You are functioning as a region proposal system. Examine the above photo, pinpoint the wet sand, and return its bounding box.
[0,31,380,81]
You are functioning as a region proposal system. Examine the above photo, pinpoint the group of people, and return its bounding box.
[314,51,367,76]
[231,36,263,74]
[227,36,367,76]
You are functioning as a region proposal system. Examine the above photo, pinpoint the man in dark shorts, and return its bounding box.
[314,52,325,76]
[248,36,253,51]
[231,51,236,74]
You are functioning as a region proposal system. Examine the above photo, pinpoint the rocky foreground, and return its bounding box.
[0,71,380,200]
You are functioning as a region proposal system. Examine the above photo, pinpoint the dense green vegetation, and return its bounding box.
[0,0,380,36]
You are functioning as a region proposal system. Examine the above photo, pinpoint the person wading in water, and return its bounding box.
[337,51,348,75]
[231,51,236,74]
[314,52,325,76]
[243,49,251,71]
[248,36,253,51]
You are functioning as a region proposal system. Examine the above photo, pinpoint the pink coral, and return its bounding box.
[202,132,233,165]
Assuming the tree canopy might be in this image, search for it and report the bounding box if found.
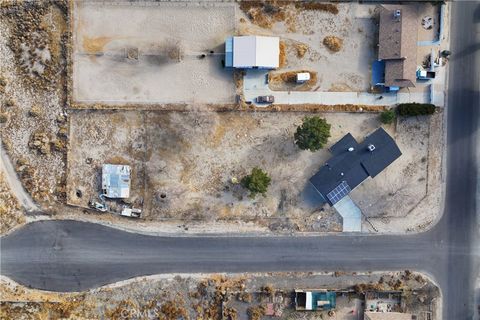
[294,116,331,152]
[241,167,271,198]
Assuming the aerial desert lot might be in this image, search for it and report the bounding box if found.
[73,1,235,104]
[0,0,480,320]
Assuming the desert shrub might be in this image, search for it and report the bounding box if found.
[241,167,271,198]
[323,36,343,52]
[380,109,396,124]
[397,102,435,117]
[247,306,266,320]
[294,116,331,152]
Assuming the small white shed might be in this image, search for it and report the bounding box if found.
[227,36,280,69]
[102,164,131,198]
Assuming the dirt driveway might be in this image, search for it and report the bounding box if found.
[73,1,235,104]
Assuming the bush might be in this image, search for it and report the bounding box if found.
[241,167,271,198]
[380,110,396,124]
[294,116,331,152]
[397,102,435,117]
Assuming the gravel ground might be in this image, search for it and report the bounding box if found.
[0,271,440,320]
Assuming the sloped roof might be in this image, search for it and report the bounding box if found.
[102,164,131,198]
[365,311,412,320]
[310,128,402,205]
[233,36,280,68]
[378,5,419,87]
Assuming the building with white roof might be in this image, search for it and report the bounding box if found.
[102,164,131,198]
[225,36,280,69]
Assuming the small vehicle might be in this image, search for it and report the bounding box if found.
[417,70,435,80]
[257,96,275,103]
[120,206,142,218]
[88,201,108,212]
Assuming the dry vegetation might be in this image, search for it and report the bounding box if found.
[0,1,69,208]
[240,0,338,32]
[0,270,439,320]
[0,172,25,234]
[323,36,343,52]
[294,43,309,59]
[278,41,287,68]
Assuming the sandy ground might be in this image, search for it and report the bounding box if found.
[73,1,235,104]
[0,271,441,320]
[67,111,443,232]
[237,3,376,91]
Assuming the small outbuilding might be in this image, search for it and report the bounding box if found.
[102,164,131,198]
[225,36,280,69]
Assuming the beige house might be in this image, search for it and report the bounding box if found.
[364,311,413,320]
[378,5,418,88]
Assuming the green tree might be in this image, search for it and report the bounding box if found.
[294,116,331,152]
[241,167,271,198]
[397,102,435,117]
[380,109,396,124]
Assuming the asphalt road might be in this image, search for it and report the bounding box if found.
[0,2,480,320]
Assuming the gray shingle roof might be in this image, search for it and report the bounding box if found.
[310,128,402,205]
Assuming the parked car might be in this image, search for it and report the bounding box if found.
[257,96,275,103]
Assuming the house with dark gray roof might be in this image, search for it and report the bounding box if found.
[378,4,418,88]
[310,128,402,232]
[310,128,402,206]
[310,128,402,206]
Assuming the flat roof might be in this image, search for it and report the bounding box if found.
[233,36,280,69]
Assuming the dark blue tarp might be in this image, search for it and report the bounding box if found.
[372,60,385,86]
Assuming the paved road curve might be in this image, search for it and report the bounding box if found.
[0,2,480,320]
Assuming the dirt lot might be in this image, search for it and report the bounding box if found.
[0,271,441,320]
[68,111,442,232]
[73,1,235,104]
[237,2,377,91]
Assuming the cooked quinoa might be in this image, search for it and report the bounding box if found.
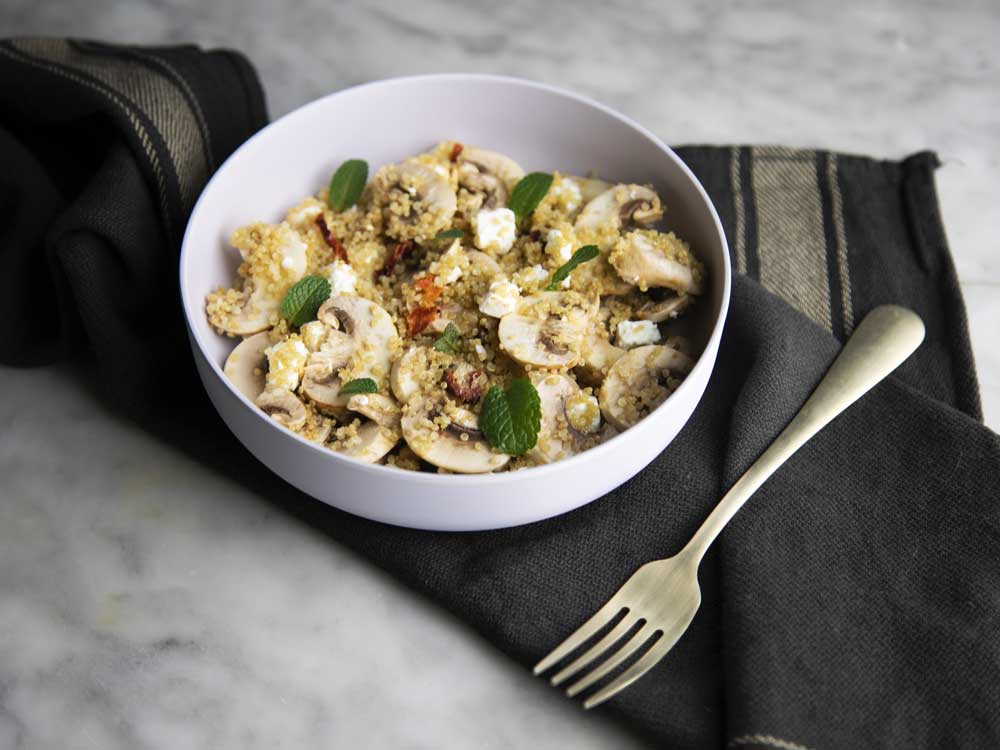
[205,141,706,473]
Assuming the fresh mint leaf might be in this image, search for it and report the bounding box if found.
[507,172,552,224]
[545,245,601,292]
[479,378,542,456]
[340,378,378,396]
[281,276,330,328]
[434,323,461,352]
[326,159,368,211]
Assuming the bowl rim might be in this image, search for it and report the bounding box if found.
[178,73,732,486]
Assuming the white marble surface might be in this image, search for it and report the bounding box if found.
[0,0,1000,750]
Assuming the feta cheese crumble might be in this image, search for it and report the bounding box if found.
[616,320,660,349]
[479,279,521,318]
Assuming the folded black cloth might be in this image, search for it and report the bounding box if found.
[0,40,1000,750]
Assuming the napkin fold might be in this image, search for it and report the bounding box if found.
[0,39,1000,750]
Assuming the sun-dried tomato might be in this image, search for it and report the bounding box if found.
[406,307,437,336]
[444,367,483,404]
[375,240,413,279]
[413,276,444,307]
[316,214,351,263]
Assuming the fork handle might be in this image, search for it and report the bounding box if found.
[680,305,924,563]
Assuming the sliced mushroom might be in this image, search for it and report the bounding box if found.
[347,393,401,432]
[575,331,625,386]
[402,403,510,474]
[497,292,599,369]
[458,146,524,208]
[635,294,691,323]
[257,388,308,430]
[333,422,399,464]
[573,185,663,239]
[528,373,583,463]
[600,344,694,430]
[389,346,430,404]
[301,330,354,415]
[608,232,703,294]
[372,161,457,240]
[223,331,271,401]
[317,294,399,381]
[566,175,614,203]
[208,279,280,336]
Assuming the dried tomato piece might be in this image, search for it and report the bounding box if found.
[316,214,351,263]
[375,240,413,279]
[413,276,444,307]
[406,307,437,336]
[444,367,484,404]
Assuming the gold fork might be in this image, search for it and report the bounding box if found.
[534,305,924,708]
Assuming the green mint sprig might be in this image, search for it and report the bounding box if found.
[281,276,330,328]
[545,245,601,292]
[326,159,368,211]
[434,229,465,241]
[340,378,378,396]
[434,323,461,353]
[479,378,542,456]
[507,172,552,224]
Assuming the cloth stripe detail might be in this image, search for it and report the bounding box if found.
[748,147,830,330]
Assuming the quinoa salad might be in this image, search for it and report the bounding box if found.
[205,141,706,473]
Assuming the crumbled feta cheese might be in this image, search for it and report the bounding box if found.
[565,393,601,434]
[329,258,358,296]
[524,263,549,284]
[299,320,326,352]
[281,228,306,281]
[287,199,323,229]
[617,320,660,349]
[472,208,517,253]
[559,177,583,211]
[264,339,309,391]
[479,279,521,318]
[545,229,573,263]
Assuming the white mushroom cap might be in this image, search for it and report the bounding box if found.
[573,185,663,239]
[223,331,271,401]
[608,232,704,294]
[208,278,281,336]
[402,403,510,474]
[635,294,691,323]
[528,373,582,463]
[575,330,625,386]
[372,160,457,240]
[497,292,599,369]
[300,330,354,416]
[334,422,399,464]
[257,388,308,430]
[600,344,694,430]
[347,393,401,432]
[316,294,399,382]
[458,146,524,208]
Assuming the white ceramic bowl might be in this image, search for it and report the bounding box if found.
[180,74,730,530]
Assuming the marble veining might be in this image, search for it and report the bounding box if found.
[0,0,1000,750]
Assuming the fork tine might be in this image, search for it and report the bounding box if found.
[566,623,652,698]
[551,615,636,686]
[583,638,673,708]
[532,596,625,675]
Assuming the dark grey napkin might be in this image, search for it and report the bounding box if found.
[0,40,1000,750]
==================================================
● **TASK PROMPT**
Format the lines above as a JSON list of strings, one string for each line, with blank lines left out and the pictures omitted.

● **EXERCISE ANSWER**
[
  "You are functioning as a region proposal system. Examine the above photo, pinpoint the wet sand, and return its bounding box.",
  "[0,31,380,81]",
  "You are functioning as a region proposal system. Examine the above photo, pinpoint the group of people, and return its bounding box.",
  "[314,51,367,76]",
  "[231,36,263,74]",
  "[227,36,367,76]",
  "You are functioning as a region proposal system. Examine the above photo, pinpoint the man in dark shorts, and return its bounding box.",
  "[314,52,325,76]",
  "[248,36,253,51]",
  "[231,51,236,74]",
  "You are functioning as a region proposal system. Examine the above photo, pinpoint the rocky foreground, and return its bounding box.",
  "[0,71,380,200]",
  "You are functioning as a region proposal system. Examine the above photo, pinpoint the dense green vegetation, and return its bounding box.",
  "[0,0,380,36]",
  "You are functioning as a region proposal system. Examine the above photo, pinpoint the person wading in water, and return its bounding box.",
  "[337,51,348,75]",
  "[231,51,236,74]",
  "[314,52,325,76]",
  "[243,49,251,71]",
  "[248,36,253,51]",
  "You are functioning as a region proposal system. Examine the above photo, pinpoint the pink coral, and return its bounding box.",
  "[202,132,233,165]",
  "Assuming the tree canopy might be in this image, search for it and report the bounding box if found.",
  "[294,116,331,152]",
  "[241,167,271,198]",
  "Assuming the aerial desert lot might be in this image, search for it and report the bounding box if found.",
  "[73,1,235,104]",
  "[0,0,480,320]",
  "Assuming the desert shrub might be in this image, search for it and report the bounding box if found.",
  "[241,167,271,198]",
  "[323,36,343,52]",
  "[380,109,396,124]",
  "[397,102,435,117]",
  "[247,306,266,320]",
  "[294,116,331,152]",
  "Assuming the small white shed might be in this image, search for it and report the bounding box if found.",
  "[227,36,280,69]",
  "[102,164,131,198]",
  "Assuming the dirt driveway might be in this image, search for it and report the bounding box if found.",
  "[73,1,235,104]",
  "Assuming the bush might be in this image, search for it and report the bounding box if found.",
  "[241,167,271,198]",
  "[380,110,396,124]",
  "[294,116,331,152]",
  "[397,102,435,117]",
  "Assuming the gravel ground might be in this image, search for it and report the bounding box if found.",
  "[0,271,440,320]",
  "Assuming the sloped roof might be in this image, search for it and report the bounding box if found.",
  "[102,164,131,198]",
  "[365,311,412,320]",
  "[310,128,402,205]",
  "[233,36,280,68]",
  "[378,5,419,87]",
  "Assuming the building with white roof might be in this image, search for it and report the bounding box if found.",
  "[102,164,131,198]",
  "[225,36,280,69]",
  "Assuming the small vehicle might be in this image, search for it and report the bounding box if found.",
  "[417,70,435,80]",
  "[257,96,275,103]",
  "[120,206,142,218]",
  "[88,201,108,212]",
  "Assuming the dry vegetation might be in this image, search for it and report the bounding box if found.",
  "[0,1,69,208]",
  "[240,0,338,32]",
  "[0,270,439,320]",
  "[0,172,25,234]",
  "[323,36,343,52]",
  "[294,43,309,59]",
  "[278,41,287,68]",
  "Assuming the sandy ground might be in this image, search for it and report the bounding box if found.",
  "[73,1,235,104]",
  "[0,271,441,320]",
  "[67,111,443,232]",
  "[237,3,376,91]",
  "Assuming the small outbuilding might be in this image, search for it and report the bounding box if found.",
  "[102,164,131,198]",
  "[225,36,280,69]",
  "Assuming the beige house might be in this image, search for it and report the bounding box if found.",
  "[364,311,413,320]",
  "[378,5,418,88]",
  "Assuming the green tree might be in this image, search for it and report the bounding box if found.",
  "[294,116,331,152]",
  "[241,167,271,198]",
  "[397,102,435,117]",
  "[380,109,396,124]",
  "Assuming the asphalt road might be in this image, search for it and report the bounding box if found.",
  "[0,2,480,320]",
  "Assuming the gray shingle roof might be in this image, search for it and report the bounding box if found.",
  "[310,128,402,205]",
  "Assuming the parked car might be in this image, search for it and report the bounding box if found.",
  "[257,96,275,103]",
  "Assuming the house with dark gray roof might be in this image, search for it and report the bounding box if found.",
  "[378,4,418,88]",
  "[310,128,402,232]",
  "[310,128,402,206]",
  "[310,128,402,206]",
  "Assuming the flat roof might be in this image, search for it and report the bounding box if found.",
  "[233,36,280,69]",
  "Assuming the dark blue tarp might be in this image, search for it and report the bounding box if found.",
  "[372,60,385,86]",
  "Assuming the paved road curve might be in this image, search for it and report the bounding box if found.",
  "[0,2,480,320]",
  "Assuming the dirt lot might be in this image, search for it and report the bounding box if found.",
  "[0,271,441,320]",
  "[68,111,442,232]",
  "[73,1,235,104]",
  "[237,2,377,91]",
  "Assuming the cooked quinoa might be in this image, search for it and report the bounding box if found.",
  "[205,141,706,473]",
  "Assuming the fresh mint leaf might be in this image, search for it and report the bounding box if found.",
  "[507,172,552,224]",
  "[545,245,601,292]",
  "[479,378,542,456]",
  "[340,378,378,396]",
  "[281,276,330,328]",
  "[434,323,461,352]",
  "[326,159,368,211]",
  "Assuming the bowl rim might be in this image, search for it and report the bounding box if found.",
  "[178,73,732,486]",
  "Assuming the white marble surface might be in this image, search for it and report the bounding box if found.",
  "[0,0,1000,750]",
  "Assuming the feta cheese crumble might be in this image, search for it and report the bounding box if found.",
  "[616,320,660,349]",
  "[479,279,521,318]",
  "Assuming the folded black cloth might be in this image, search for it and report the bounding box if found.",
  "[0,40,1000,750]",
  "Assuming the napkin fold might be in this image, search for it and report the bounding box if found.",
  "[0,39,1000,750]",
  "Assuming the sun-dried tomato might be in this image, search for it and report the bounding box if found.",
  "[406,307,437,336]",
  "[444,367,483,404]",
  "[375,240,413,279]",
  "[413,276,444,307]",
  "[316,214,351,263]",
  "Assuming the fork handle might be in this image, search for it and report the bounding box if found.",
  "[680,305,924,563]",
  "Assuming the sliced mushroom might be in this image, search for it and report the bounding box if found.",
  "[347,393,401,432]",
  "[575,331,625,386]",
  "[402,403,510,474]",
  "[497,292,599,369]",
  "[458,146,524,208]",
  "[635,294,691,323]",
  "[257,388,308,430]",
  "[333,422,399,464]",
  "[573,185,663,239]",
  "[528,373,583,463]",
  "[600,344,694,430]",
  "[389,346,430,404]",
  "[301,330,354,415]",
  "[608,232,703,294]",
  "[372,161,457,240]",
  "[223,331,271,401]",
  "[317,294,399,381]",
  "[566,175,614,203]",
  "[208,279,280,336]",
  "Assuming the dried tomato piece might be in this image, search for it and report the bounding box if found.",
  "[316,214,351,263]",
  "[375,240,413,279]",
  "[413,276,444,307]",
  "[406,307,437,336]",
  "[444,367,484,404]",
  "Assuming the gold fork might be in this image, search for it and report the bounding box if found.",
  "[534,305,924,708]",
  "Assuming the green mint sprig might be in this image, search for it and report the bounding box if found.",
  "[281,276,330,328]",
  "[545,245,601,292]",
  "[326,159,368,211]",
  "[434,229,465,241]",
  "[340,378,378,396]",
  "[434,323,461,353]",
  "[479,378,542,456]",
  "[507,172,552,224]",
  "Assuming the cloth stripe detail might be in this image, search for it and report the bounding box if found.",
  "[748,147,830,330]",
  "Assuming the quinoa salad might be in this image, search for it and report the bounding box if found.",
  "[205,141,706,473]",
  "Assuming the crumbled feta cheese might be in this image, search for it and report the bounding box if found.",
  "[565,393,601,434]",
  "[329,258,358,296]",
  "[524,263,549,284]",
  "[299,320,326,352]",
  "[281,228,306,281]",
  "[287,199,323,229]",
  "[617,320,660,349]",
  "[472,208,517,253]",
  "[559,177,583,211]",
  "[264,339,309,391]",
  "[479,279,521,318]",
  "[545,229,573,263]",
  "Assuming the white mushroom cap might be in this image, search for it and report the bounding box if found.",
  "[573,185,663,239]",
  "[223,331,271,401]",
  "[608,232,704,294]",
  "[208,278,281,336]",
  "[402,403,510,474]",
  "[635,294,691,323]",
  "[528,373,582,463]",
  "[575,330,625,386]",
  "[372,160,457,240]",
  "[497,292,599,369]",
  "[300,330,354,416]",
  "[334,422,399,464]",
  "[257,388,308,430]",
  "[600,344,694,430]",
  "[347,393,401,432]",
  "[316,294,399,382]",
  "[458,146,524,208]",
  "Assuming the white ceramic bowl might be in this image, search for it and report the bounding box if found.",
  "[180,74,730,530]",
  "Assuming the marble veining might be in this image, search for it and report the bounding box if found.",
  "[0,0,1000,750]",
  "Assuming the fork tine might be in this image, search for it and report the bounding box if found.",
  "[566,623,652,698]",
  "[551,615,636,686]",
  "[583,638,673,708]",
  "[532,596,625,675]",
  "Assuming the dark grey napkin might be in this image, search for it and report the bounding box if found.",
  "[0,40,1000,750]"
]